## Stated task
Pull out each line of the listing below that contains the word "curation".

## Listed entries
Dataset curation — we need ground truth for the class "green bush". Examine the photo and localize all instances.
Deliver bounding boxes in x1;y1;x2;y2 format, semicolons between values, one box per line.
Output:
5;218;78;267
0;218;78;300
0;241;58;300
==
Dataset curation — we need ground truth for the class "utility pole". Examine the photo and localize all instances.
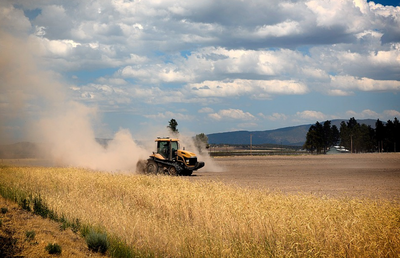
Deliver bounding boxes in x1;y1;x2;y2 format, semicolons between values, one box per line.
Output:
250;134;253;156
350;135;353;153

## Task response
Dataset curation — we need ground truth for the class "green bush". Examine the photo and localize all instances.
Dataset curation — we need ground truth for the class "utility pole". Examine the photo and localize all instances.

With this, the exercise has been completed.